## What to produce
Work through the material below and count the lines holding the word "branch"; give that count and nothing more.

## Input for this task

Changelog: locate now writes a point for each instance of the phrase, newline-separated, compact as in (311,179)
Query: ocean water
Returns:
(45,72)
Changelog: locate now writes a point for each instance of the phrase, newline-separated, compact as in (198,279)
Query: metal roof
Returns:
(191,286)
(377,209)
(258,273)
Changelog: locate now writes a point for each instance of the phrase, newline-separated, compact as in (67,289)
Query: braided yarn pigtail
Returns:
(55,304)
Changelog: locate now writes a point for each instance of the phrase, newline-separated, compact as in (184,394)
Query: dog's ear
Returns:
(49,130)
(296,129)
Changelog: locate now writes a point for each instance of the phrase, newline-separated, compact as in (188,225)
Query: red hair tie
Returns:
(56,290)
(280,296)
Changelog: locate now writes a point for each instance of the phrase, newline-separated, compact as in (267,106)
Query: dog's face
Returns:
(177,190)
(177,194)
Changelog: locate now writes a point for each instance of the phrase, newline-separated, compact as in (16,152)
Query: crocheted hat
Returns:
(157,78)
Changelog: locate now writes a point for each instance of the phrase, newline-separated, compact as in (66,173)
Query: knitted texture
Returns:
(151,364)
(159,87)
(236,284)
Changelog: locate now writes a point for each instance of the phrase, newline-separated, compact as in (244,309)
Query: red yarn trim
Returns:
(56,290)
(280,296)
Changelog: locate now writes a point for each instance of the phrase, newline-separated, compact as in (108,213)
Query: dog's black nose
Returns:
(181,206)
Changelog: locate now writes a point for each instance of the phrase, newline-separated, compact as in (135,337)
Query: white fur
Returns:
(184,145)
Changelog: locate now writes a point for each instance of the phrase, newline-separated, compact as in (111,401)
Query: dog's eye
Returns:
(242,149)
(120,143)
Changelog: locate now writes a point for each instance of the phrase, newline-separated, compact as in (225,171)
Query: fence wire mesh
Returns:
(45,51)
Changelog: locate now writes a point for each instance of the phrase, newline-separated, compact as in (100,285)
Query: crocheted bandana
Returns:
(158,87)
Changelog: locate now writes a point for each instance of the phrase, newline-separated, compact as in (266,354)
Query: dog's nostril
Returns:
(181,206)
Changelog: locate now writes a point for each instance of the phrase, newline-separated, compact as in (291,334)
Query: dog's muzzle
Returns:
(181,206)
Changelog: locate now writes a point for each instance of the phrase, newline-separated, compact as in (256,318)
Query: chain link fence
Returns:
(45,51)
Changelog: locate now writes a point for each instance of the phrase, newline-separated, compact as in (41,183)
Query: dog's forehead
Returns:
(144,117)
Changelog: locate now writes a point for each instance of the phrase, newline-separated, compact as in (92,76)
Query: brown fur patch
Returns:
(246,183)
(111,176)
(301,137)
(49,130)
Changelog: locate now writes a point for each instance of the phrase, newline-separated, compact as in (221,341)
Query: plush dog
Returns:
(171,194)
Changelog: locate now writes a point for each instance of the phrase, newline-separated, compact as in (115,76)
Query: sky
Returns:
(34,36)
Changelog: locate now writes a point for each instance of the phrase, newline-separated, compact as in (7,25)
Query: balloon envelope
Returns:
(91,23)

* * *

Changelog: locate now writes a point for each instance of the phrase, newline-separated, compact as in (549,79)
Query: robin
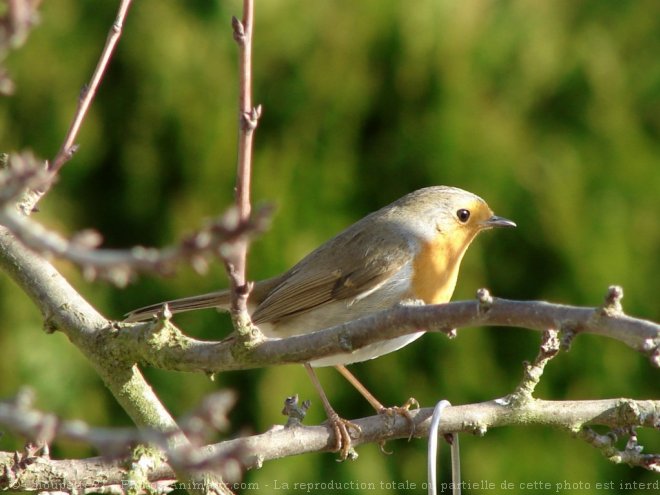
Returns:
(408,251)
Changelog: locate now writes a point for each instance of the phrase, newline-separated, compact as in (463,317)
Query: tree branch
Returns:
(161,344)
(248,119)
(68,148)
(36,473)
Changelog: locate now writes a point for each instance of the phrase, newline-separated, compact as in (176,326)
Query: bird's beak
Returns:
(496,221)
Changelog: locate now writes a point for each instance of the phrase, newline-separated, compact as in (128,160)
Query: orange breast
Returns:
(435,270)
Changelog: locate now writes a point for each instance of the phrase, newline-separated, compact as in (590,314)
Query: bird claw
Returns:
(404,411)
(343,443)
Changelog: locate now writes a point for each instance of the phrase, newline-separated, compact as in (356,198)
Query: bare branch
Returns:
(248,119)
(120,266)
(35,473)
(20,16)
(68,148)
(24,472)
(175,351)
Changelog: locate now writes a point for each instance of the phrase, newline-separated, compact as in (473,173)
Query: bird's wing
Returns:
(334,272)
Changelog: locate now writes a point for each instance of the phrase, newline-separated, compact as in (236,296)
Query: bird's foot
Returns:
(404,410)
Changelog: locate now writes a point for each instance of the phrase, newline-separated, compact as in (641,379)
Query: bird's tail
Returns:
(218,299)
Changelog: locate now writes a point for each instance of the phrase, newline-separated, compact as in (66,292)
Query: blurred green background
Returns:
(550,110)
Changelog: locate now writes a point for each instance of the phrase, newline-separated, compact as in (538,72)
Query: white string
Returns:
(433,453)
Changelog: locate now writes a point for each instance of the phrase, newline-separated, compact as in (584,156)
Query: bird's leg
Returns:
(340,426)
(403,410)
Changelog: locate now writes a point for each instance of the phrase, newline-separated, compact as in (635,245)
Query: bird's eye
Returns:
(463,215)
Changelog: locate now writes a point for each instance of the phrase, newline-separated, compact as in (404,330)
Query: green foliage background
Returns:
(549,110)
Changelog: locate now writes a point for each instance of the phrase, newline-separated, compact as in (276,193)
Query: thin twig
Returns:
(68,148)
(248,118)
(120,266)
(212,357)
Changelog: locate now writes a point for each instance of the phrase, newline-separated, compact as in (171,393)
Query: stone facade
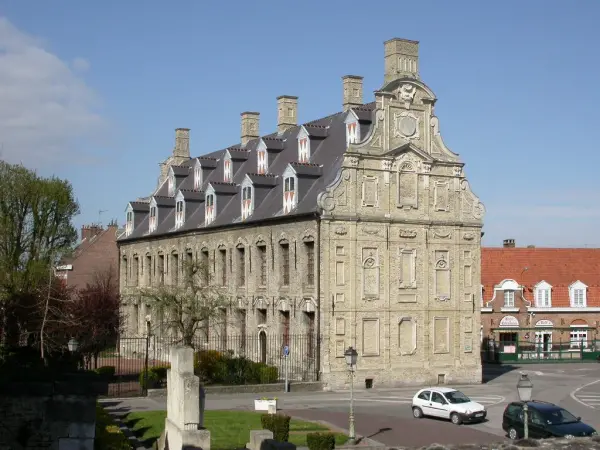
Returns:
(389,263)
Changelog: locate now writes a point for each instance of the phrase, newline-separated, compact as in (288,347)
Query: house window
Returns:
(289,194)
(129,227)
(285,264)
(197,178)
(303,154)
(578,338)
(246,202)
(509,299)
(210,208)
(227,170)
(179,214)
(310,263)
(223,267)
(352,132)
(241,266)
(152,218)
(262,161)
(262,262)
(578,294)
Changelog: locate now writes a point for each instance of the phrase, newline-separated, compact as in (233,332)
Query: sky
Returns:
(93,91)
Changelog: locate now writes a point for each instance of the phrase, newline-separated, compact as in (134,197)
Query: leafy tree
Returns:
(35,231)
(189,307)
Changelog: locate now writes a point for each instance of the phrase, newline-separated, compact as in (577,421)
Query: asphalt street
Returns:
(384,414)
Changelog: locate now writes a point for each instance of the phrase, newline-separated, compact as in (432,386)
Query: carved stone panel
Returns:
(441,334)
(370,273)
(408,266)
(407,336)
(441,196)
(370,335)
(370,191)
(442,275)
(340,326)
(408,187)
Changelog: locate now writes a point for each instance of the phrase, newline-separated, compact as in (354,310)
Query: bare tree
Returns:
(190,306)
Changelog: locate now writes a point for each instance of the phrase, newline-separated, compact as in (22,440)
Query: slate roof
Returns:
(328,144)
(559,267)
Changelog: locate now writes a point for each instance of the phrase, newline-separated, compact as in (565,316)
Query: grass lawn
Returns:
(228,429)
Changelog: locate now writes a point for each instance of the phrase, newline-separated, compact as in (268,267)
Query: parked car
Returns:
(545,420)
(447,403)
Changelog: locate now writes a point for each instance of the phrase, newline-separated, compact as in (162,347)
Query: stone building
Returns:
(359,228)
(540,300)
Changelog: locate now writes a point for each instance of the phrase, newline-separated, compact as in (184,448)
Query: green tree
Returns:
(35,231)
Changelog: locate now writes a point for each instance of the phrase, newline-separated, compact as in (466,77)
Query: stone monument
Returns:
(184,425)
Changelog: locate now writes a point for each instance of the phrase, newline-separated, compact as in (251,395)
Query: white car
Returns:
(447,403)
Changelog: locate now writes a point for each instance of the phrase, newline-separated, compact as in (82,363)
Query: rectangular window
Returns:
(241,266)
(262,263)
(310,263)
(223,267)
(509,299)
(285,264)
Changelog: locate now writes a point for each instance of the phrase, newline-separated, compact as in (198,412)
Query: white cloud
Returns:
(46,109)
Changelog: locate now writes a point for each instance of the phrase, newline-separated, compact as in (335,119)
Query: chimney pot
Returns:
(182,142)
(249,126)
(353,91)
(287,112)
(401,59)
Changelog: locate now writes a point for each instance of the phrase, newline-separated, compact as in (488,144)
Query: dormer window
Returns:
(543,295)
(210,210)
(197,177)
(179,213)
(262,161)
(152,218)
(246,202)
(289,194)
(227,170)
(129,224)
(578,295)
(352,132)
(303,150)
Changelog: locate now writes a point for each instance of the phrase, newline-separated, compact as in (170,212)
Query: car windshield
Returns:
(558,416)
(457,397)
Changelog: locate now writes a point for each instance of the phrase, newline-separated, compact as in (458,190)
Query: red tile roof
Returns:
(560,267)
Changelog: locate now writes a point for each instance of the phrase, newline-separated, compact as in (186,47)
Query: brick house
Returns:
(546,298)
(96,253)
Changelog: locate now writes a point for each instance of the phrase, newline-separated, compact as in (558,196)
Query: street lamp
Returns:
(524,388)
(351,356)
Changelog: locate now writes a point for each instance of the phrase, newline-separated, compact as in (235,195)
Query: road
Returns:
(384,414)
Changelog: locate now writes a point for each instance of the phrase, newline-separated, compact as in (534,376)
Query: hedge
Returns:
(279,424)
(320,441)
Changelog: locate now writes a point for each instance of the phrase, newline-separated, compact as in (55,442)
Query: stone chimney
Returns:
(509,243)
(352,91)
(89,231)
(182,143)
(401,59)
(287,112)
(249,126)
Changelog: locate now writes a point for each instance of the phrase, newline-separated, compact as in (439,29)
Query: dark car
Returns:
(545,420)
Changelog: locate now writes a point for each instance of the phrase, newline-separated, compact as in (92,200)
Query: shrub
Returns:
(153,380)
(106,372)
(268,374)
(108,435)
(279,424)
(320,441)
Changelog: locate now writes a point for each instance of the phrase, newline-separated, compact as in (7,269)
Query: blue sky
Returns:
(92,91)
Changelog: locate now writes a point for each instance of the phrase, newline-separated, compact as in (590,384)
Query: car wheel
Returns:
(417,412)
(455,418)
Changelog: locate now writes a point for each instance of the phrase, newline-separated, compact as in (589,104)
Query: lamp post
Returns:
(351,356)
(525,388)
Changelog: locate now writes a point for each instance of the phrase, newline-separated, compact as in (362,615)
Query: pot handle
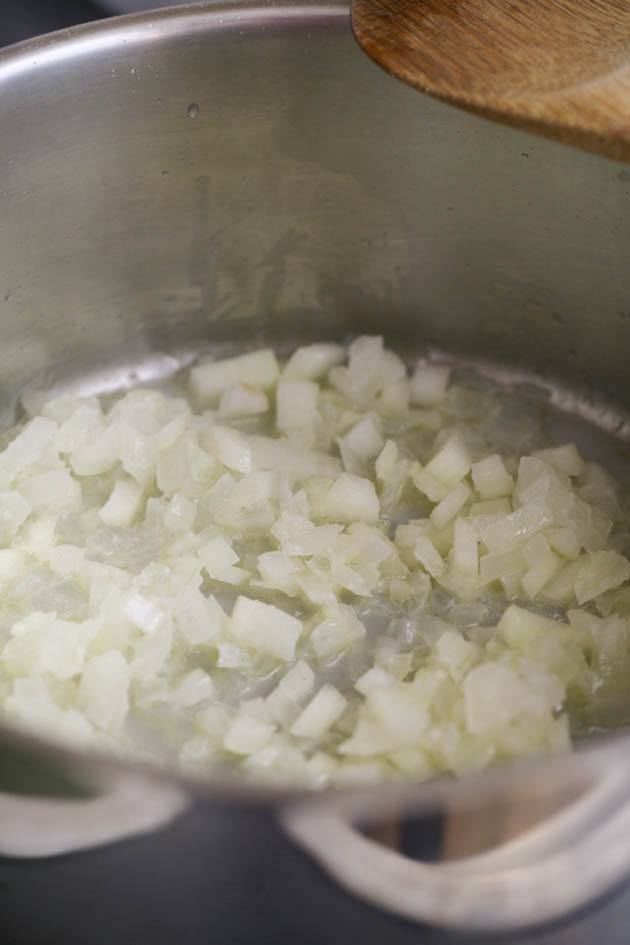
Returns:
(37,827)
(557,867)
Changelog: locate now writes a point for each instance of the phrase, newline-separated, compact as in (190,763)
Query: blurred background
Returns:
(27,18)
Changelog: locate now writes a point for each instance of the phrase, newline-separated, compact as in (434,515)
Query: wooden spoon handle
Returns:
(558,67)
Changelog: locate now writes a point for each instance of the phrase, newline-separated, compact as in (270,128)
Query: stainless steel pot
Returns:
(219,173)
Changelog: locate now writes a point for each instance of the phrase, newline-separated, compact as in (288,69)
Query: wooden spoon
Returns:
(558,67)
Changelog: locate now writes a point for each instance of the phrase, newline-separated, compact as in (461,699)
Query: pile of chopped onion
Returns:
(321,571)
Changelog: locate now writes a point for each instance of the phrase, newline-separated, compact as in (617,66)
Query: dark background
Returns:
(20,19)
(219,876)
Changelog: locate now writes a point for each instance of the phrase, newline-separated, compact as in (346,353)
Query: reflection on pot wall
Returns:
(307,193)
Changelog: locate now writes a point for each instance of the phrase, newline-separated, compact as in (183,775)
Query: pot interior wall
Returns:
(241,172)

## Answer below
2